**DATA SECTION**
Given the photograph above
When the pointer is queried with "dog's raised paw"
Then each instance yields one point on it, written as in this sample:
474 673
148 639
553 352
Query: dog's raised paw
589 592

**EXERCISE OBJECTIVE**
Recast each line of the records above as a row in a Markdown table, leaving out blank lines. Use the columns "Row" for the row number and "Line" for the line.

**PROBLEM SOLUTION**
| Row | Line |
|---|---|
| 1 | Given the photograph above |
| 2 | When the pointer is queried with "dog's raised paw" |
| 3 | Then each instance yields one point on it, written as in this sample: |
| 4 | 474 673 |
| 5 | 148 639 |
| 6 | 553 352 |
| 7 | Query: dog's raised paw |
| 8 | 589 592 |